Selected text:
-*-*-

MedaCy seeks to create a unified platform to streamline research efforts in medical text mining while also providing an interface to easily apply models to real world problems. Due to this, contributions to medaCy are often consequences and direct by-products of active research projects. However, if not for the contributions, bug fixes/reports, and suggestions of practioners - medaCy could not grow and thrive.
This contribution guide is designed to inform:
- Researchers in how they can efficiently utilize medaCy to make their work more reachable by practioners.
- Practioners in how they can tune medaCy's cutting-edge functionalities to their specific application.
Please do a search before posting an issue/bug report - your problem may already be solved! If your search comes up for not - congratulations, you may have something to contribute!
At it's most basic one can fork medaCy, clone down their fork, and use their favorite text editor to develop. However, some up-front set-up effort goes a long way towards streamlining the contribution process and keeping organized. This section details a suggested set-up for efficient development, testing, and experimentation with medaCy utilizing PyCharm.
Assumptions of this section:
- You are working in a UNIX based operating system.
- Part 2 assumes you have Pycharm Professional installed - Pycharm Professional is provided with the Jetbrains University License. (this isn't entirely necessary but the useful Remote Host feature is disabled on the Community Edition)
Part 1: Development Installation
- If you are shaky with git - this link provides an excellent description of the branching model medaCy follows to organize contributions.
- Fork medaCy and copy the clone link.
- On your machine, insure you have Python 3 installed. Set-up a virtual environment and activate it.
- Run the bash commands:
python --version
andpip list
. Upgrade pip to the latest version as suggested. Your python version should be above 3.4 and your installed packages should be few in number - if both of these conditions do not hold return to Step 3. - In a directory separate from the one created by the virtual envirorment set-up command, clone down your fork of medaCy.
- Whilst inside your cloned fork, insure you are in at-least the development branch or a branch of the development branch.
This can be verified by running
git status
and branching can be done withgit checkout <branch-name>
- Run
pip install -e .
This will install medaCy in editable mode inside of your virtual environment and will take several minutes to install dependencies - medaCy stands on the shoulders of giants! Errors one is likely to encounter here include the installation of sci-py and numpy. Google search the errors as they are easily fixable via the installation of some extra dependencies. Likely, your python installation is missing C headers required by scipy.
Part 2: Developing with PyCharm PyCharm can streamline development efforts - especially if you are developing locally and running medaCy on a remote machine for model building.
Part 3: Logging
MedaCy uses the logging module to allow users insight into how medaCy is handling their data. Insure you are logging critical steps in any functionality you implement at the appropriate logging levels to make it easy for users to debug.

-*-*-

Data section:
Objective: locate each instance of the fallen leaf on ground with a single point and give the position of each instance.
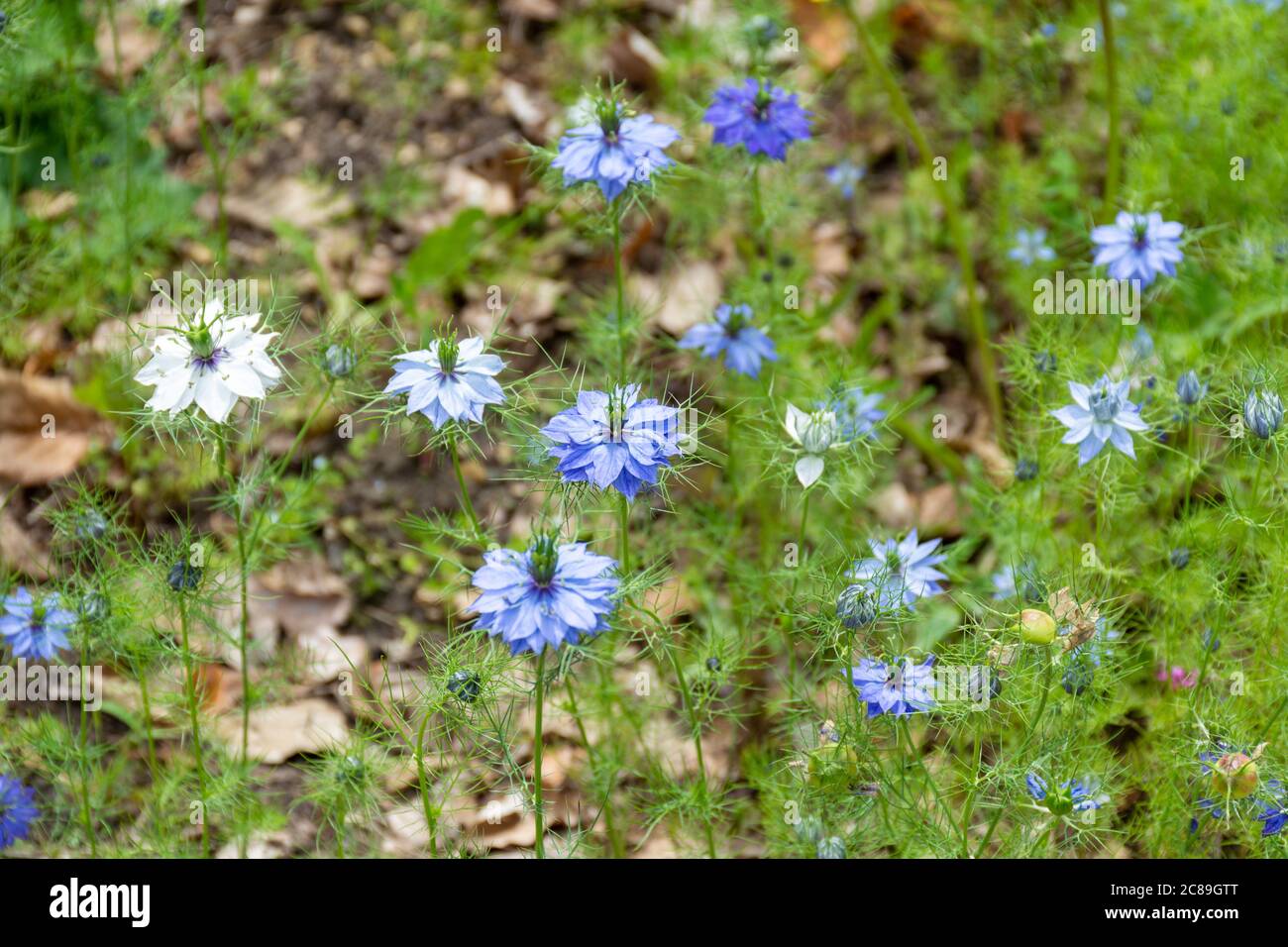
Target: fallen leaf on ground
(278, 733)
(44, 431)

-*-*-

Exercise 1: Please edit the passage of the medaCy contribution guide starting at "Please do a" and ending at "something to contribute!", replacing "congratulations" with "good news".
Exercise 2: In the medaCy contribution guide, which PyCharm feature is disabled on the Community Edition?

Response area 1:
Please do a search before posting an issue/bug report - your problem may already be solved! If your search comes up for not - good news, you may have something to contribute!

Response area 2: The Remote Host feature.